DESCRIPTION OF THE TASK — What lines in the entries below contain the word "walkway"? Copy all of them.

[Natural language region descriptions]

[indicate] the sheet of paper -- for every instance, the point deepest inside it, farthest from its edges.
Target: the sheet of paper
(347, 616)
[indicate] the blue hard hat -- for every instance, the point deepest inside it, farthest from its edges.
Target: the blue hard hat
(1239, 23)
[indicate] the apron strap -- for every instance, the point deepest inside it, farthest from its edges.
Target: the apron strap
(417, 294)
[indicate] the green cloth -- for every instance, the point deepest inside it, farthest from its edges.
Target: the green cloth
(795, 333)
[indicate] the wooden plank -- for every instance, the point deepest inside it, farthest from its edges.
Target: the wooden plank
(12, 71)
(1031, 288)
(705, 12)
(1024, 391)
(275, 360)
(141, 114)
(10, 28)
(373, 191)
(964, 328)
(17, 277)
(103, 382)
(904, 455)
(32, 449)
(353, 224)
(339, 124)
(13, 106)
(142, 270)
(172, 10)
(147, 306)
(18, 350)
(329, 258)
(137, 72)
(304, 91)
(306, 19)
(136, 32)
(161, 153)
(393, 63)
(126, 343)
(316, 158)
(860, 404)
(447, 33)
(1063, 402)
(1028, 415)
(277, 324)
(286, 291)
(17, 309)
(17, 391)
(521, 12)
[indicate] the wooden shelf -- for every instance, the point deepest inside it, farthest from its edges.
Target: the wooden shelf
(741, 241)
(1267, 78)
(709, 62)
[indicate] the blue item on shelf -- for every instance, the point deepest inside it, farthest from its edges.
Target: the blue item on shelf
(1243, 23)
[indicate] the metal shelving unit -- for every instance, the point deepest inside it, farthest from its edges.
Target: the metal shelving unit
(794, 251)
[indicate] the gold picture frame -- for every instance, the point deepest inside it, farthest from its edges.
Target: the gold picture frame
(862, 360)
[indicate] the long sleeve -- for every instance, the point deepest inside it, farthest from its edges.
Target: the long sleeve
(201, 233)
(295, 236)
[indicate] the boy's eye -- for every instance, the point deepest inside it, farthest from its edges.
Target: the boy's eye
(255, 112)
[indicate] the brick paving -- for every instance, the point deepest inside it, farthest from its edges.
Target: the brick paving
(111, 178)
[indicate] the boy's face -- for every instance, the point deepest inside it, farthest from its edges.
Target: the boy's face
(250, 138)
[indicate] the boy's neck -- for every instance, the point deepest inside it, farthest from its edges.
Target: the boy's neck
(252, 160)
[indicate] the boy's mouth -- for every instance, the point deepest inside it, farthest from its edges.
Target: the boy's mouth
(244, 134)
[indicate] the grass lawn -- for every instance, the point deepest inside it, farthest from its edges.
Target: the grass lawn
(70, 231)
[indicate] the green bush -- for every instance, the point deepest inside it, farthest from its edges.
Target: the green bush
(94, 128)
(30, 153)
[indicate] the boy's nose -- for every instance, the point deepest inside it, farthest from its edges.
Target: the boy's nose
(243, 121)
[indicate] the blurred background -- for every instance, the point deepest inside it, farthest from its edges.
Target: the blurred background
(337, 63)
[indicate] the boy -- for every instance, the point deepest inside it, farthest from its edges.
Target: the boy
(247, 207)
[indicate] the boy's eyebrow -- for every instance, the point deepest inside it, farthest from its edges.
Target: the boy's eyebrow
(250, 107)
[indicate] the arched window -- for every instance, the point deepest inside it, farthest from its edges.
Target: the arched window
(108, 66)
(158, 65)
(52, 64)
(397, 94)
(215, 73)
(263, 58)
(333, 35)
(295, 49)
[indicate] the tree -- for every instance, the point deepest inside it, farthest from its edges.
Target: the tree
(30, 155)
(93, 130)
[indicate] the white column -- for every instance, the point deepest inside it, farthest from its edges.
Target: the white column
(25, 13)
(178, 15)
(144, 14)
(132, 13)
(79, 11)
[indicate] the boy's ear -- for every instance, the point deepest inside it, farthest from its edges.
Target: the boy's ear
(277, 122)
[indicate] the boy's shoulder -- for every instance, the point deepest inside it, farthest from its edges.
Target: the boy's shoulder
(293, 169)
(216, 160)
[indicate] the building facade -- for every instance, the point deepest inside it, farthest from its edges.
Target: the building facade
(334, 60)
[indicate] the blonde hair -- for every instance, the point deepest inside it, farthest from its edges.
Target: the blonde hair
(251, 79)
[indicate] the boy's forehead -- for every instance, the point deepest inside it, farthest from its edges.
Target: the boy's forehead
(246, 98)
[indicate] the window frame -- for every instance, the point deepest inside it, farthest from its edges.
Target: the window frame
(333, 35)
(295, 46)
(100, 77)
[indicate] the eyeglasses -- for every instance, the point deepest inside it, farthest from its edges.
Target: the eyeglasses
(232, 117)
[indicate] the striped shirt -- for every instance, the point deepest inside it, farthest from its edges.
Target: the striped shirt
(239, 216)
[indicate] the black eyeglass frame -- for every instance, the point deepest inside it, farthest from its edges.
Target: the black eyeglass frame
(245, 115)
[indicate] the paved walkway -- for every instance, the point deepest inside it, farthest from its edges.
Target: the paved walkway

TASK ANSWER —
[indicate] the paved walkway -- for every instance, the point deepest inside it, farthest from its edges.
Target: the paved walkway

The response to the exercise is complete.